--- START ---
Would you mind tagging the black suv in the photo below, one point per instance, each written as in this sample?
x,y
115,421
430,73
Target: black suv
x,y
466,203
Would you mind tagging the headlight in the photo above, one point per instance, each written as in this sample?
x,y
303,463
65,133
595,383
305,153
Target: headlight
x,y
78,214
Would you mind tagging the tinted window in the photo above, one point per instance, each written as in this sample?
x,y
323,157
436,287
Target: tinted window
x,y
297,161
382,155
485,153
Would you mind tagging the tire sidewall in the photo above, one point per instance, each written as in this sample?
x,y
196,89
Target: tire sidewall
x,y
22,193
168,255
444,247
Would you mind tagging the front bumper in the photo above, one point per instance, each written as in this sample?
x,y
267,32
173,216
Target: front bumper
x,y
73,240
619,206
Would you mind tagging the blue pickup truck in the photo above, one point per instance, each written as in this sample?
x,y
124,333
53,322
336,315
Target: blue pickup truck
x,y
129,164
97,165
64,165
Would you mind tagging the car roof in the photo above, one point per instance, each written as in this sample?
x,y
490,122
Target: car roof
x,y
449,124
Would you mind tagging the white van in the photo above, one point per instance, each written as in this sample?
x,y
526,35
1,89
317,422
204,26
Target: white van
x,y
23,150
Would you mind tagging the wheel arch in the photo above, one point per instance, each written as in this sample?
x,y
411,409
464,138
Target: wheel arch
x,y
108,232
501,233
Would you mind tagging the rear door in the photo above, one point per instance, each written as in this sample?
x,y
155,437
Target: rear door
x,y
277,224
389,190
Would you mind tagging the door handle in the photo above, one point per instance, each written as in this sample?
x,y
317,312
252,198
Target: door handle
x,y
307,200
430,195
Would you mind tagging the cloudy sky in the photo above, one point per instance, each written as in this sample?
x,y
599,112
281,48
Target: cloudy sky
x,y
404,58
--- END ---
> [Problem details] Copy every entry exactly, leaving nothing out.

> [Solved problem]
Would you mind tagging the black suv in the photo below, one point per instance, each written as in this sample?
x,y
115,421
430,73
Target: black suv
x,y
466,203
Would you mind tagging the headlight in the photo above, one point per instance, each written as in this sample?
x,y
303,463
65,133
595,383
305,153
Target: headlight
x,y
78,214
Would you mind tagging the tinted window in the photo above, one point per instance, each written as in this sample?
x,y
323,157
436,287
Target: tinted window
x,y
297,161
382,155
485,153
Would you mind tagging the tire sidewall in the photo above, one point per instance, each written as in this sample?
x,y
196,89
Target: tire sidewall
x,y
22,193
168,255
444,247
Would you mind tagging the front bumper in the photo above, one point per instance, each written as in this sample?
x,y
267,32
173,216
Target: front bumper
x,y
73,240
619,206
Would you mind tagging the blue pickup truck in the photo above, one point per instance, each written as in this sample?
x,y
124,333
53,322
336,315
Target: blue pickup truck
x,y
129,164
97,165
64,165
Would you mind tagging the car roof in the photo above, one point per instance, each written as in this sample?
x,y
490,122
Target: car roof
x,y
449,124
Would you mind tagging the white van in the photo above, one point per instance, each written as in this sample?
x,y
526,35
1,89
317,422
204,26
Target: white van
x,y
23,150
Would you mind tagging the wheel arch in the photo above, one point per instance, each written as in this sample?
x,y
411,409
464,138
Target: wheel arch
x,y
108,232
501,233
Would you mind tagging the rear door in the photo above, one point per instance, each written as in this sample?
x,y
155,437
Target: rear door
x,y
277,224
389,190
Would you mind tagging the door handle in the photo above, one point per instance, each written as in this sample?
x,y
317,312
252,198
Target: door handle
x,y
307,200
430,195
Would you mind tagging the cloudy sky in the photo above, one point per instance, each written as in this sample?
x,y
599,112
281,48
Target: cloudy sky
x,y
404,58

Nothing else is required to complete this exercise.